Task list
- a) Answer these questions about the Suicide Squad #27 review:
(i) Who drew the pencils?
(ii) What is the cover price?
(iii) Whom did the CIA plans mentioned in the review aim to assassinate?
- b) In the Suicide Squad #27 review, reproduce the stretch from "You have to" through "for your convenience!" word for word.
- c) Pick up the Suicide Squad #27 review after its last sentence and keep writing it.

Document passage

BEGIN

Wednesday, October 11, 2017

Suicide Squad #27 Review and **SPOILERS**

Wouldn’t It Be “Task Force IX?”

Story: Rob Williams
Pencils: Barnaby Bagenda
Inks: Jay Leisten
Backup Story Artist: Wilfredo Torres
Colors: Adriano Lucas
Lettering: Pat Brosseau
Cover Artist: Stjepan Sejic
Cover Price: $2.99
On Sale Date: October 11, 2017


You have to wonder how cockamamie Black Ops like the Suicide Squad were even pitched to clandestine government brass in the first place. “Okay, so we’re going to employ incredibly dangerous supervillains, but wait, get this: we’re also going to pack their heads with explosives.” Makes you think of those nutty CIA plans to assassinate Fidel Castro, like planting exploding cigars in his office and using a chemical to make all of his hair fall out (more of a character assassination, that one.) Someone has to type up a memo and some kind of presentation before these concepts get green-lit! And maybe we’ll see some of that paperwork about the beginnings of Task Force X in Suicide Squad #27, which I have reviewed for your convenience!

END

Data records
BEGIN

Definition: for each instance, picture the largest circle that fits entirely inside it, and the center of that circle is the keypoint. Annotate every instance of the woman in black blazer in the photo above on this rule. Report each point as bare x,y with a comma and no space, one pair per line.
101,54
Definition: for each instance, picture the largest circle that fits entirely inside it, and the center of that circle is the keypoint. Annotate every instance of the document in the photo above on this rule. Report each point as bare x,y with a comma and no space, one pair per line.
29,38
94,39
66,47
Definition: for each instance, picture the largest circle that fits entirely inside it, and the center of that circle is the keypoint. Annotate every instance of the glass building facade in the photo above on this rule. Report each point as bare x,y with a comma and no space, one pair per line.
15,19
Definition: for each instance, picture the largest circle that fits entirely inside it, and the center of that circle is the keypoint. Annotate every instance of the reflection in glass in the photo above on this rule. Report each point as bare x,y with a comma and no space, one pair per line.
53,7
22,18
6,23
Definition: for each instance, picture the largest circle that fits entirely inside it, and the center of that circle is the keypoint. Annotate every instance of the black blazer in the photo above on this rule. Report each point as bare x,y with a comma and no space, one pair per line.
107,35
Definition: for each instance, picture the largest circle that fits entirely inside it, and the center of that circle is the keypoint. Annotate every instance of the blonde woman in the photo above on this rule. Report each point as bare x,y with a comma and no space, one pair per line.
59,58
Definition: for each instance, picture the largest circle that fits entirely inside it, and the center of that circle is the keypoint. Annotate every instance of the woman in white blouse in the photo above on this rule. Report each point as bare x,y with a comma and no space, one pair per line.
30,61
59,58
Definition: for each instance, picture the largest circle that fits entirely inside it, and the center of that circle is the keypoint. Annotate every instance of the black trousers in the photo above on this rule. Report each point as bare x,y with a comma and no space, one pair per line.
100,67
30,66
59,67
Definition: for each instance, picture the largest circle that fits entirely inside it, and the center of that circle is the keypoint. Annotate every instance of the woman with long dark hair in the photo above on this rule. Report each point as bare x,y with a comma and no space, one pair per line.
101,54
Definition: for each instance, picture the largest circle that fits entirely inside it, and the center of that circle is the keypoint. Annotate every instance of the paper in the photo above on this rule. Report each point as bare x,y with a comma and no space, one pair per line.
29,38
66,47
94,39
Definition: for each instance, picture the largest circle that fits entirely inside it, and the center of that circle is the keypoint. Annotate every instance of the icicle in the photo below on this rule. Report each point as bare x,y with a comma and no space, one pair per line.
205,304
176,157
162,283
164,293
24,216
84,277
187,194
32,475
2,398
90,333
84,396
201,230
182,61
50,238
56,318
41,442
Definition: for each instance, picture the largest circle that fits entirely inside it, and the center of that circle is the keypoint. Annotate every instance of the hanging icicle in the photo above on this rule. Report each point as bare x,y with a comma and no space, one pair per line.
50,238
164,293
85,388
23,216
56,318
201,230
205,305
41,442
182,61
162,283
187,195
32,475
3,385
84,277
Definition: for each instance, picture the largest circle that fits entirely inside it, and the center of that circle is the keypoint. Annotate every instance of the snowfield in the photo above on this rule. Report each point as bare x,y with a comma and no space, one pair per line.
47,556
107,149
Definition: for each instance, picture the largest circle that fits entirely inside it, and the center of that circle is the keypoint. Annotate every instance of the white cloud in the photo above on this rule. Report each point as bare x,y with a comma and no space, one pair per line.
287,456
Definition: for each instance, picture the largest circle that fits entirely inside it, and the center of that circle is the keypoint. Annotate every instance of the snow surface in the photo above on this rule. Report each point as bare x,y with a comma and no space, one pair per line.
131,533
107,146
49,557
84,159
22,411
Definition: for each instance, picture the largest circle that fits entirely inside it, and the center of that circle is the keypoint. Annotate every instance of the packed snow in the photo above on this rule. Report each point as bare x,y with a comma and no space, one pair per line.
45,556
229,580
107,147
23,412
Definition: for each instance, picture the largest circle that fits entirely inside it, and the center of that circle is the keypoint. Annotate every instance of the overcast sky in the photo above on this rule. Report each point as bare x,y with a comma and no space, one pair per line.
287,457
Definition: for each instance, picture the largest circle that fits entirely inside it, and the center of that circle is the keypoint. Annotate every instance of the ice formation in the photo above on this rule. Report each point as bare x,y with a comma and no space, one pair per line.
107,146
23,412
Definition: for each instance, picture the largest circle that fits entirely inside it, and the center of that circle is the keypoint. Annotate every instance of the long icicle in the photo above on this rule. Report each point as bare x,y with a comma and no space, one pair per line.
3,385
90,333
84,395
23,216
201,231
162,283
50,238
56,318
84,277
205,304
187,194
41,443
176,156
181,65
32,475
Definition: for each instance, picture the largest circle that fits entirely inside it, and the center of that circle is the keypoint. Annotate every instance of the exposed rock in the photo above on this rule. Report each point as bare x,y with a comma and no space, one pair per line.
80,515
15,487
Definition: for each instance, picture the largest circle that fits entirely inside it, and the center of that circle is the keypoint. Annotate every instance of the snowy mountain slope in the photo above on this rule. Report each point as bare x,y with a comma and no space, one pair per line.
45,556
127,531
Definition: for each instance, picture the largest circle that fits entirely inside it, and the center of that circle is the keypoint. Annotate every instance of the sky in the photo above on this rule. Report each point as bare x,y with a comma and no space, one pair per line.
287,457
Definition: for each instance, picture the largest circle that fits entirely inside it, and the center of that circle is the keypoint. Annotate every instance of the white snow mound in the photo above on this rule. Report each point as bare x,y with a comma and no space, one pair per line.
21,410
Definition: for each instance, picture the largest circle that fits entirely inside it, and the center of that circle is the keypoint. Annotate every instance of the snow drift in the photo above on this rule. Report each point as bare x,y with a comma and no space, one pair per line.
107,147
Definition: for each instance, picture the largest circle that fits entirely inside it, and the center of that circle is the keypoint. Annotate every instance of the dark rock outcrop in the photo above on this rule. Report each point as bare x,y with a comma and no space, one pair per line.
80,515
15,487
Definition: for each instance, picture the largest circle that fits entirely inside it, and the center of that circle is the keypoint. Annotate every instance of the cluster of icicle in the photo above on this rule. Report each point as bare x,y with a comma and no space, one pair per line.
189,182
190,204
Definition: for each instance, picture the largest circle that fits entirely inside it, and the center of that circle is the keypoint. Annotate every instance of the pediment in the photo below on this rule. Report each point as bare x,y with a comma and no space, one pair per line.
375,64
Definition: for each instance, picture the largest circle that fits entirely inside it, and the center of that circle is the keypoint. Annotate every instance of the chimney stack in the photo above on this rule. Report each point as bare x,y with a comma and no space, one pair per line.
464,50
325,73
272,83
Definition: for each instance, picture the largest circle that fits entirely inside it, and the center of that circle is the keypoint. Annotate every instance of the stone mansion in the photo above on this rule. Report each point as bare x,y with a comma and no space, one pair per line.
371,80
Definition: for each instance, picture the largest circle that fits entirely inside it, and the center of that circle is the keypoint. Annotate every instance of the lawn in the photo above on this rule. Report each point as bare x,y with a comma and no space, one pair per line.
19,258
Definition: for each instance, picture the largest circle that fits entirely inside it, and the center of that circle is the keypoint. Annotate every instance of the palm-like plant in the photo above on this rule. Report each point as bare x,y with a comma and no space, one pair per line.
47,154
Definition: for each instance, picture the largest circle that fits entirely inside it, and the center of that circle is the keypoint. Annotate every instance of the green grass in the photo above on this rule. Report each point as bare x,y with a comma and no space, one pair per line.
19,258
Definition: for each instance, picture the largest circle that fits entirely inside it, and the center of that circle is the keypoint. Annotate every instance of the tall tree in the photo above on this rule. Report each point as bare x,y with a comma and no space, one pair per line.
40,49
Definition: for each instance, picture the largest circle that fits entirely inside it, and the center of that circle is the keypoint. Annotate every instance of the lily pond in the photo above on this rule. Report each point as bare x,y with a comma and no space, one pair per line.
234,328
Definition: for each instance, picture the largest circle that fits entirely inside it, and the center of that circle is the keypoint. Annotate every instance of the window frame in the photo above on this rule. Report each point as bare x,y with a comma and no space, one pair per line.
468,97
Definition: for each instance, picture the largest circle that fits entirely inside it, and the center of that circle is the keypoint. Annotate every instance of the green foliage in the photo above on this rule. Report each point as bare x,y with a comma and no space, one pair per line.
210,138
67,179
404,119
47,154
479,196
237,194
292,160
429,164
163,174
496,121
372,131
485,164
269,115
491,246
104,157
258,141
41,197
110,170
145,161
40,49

END

Answer section
- a)
(i) Barnaby Bagenda
(ii) $2.99
(iii) Fidel Castro

- b)
You have to wonder how cockamamie Black Ops like the Suicide Squad were even pitched to clandestine government brass in the first place. “Okay, so we’re going to employ incredibly dangerous supervillains, but wait, get this: we’re also going to pack their heads with explosives.” Makes you think of those nutty CIA plans to assassinate Fidel Castro, like planting exploding cigars in his office and using a chemical to make all of his hair fall out (more of a character assassination, that one.) Someone has to type up a memo and some kind of presentation before these concepts get green-lit! And maybe we’ll see some of that paperwork about the beginnings of Task Force X in Suicide Squad #27, which I have reviewed for your convenience!

- c)
Explain It! 

A curious side-effect of historical research is the belief that one is reviewing the records and habits of a more primitive person. Even looking back a hundred, or fifty years ago, we have the impression that we’re more enlightened, more advanced than our forebears—and so will never succumb to their same collective hubris and tendencies. Of course, further research proves that history is cyclical, not linear, and indeed we are not above the lying, cheating, and ripping one another off that sullies our perceptions of the past. Case in point: we know for an actual fact that the CIA conducted drug experiments on U.S. citizens in a program called MK ULTRA. It is a matter of record that the FBI’s Cointelpro campaign specifically targeted Black Rights groups with the intent to diffuse them. Yet many of us accept at face value that these agencies do not engage in the same or similar practices today; that they have learned from their misdeeds, now exposed to the light of day, and promise to engage in only moralistic covert operations from now on. History does not bear this out.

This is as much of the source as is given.